## start EXTRACTED DATA
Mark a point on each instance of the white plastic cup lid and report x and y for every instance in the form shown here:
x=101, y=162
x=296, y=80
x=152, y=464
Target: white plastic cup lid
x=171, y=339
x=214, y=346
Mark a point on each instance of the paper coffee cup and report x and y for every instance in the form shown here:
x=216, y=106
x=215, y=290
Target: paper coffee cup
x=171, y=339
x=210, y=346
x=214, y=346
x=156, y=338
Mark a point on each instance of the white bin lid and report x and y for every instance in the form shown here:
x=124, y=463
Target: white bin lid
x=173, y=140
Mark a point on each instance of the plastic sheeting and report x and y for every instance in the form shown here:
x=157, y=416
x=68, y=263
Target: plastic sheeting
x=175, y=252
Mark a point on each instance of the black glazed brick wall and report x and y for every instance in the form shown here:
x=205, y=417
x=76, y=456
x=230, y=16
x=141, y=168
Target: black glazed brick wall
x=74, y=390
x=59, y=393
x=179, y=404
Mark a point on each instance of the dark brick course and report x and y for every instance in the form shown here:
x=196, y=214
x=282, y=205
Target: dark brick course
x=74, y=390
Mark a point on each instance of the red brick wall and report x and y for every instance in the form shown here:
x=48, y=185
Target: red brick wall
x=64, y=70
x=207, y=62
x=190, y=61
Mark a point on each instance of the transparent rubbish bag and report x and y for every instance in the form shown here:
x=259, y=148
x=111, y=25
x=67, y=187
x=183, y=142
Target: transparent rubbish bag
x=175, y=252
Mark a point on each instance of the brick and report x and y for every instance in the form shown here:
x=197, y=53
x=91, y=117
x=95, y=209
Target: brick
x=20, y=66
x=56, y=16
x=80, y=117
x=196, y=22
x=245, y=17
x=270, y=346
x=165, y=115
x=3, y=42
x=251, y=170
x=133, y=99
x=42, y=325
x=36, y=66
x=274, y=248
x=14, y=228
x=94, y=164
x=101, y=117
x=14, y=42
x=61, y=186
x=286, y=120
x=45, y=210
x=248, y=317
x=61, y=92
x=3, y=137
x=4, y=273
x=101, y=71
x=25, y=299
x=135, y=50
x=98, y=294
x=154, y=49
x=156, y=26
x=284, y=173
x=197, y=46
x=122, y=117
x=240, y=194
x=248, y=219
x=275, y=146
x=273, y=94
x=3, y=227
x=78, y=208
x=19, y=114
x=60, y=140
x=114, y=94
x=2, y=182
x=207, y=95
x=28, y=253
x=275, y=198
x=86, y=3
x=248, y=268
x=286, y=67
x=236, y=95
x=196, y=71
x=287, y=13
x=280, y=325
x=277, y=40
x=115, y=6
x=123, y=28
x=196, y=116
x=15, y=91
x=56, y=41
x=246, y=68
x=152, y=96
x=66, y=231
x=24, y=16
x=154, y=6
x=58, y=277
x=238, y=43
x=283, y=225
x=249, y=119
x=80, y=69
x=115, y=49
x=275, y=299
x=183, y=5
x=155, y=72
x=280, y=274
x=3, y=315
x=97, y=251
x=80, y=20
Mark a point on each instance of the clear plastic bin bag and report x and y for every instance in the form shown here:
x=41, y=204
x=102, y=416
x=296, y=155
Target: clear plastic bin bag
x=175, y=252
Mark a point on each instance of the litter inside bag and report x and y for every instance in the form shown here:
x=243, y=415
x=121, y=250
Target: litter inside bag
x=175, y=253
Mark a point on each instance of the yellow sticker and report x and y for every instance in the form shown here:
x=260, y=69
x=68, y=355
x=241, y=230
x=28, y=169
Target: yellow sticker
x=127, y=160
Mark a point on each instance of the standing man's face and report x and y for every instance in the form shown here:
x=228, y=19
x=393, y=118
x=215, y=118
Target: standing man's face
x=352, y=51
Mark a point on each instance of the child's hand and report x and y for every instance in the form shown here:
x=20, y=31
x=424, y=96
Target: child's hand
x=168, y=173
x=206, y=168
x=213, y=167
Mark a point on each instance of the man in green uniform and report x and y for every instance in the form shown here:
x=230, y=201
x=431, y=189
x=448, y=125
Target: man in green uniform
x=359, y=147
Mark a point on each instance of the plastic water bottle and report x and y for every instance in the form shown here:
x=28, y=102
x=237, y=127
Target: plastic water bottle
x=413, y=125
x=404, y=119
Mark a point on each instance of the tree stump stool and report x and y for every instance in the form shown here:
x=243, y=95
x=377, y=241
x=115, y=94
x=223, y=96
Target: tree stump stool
## end EXTRACTED DATA
• **WHAT THE TASK REQUIRES**
Rescale the entries between the line holding "Mark a point on each instance of the litter" and the line holding "x=213, y=167", inclusive, reproducing every line, requests included, with each x and y coordinate in the answers multiplied by 0.95 and rounded to a whole number, halves up. Keep the sample coordinates inside the requests unchanged.

• **EXPECTED OUTPUT**
Mark a point on each instance of the litter inside bag and report x and y for every instance in the form shown here:
x=243, y=415
x=121, y=250
Target: litter inside bag
x=166, y=240
Mark a point on each instance of the yellow sticker and report x and y for every instance in the form shown here:
x=260, y=69
x=68, y=355
x=241, y=230
x=28, y=169
Target: yellow sticker
x=121, y=152
Mark a point on each instance of the standing man's face and report x and y for every instance in the form shown here:
x=228, y=19
x=393, y=118
x=215, y=118
Target: standing man's face
x=334, y=48
Mark a point on each instance of the child's hand and report x and y for every instance in the form shown here:
x=20, y=31
x=424, y=96
Target: child's hand
x=160, y=164
x=196, y=160
x=202, y=159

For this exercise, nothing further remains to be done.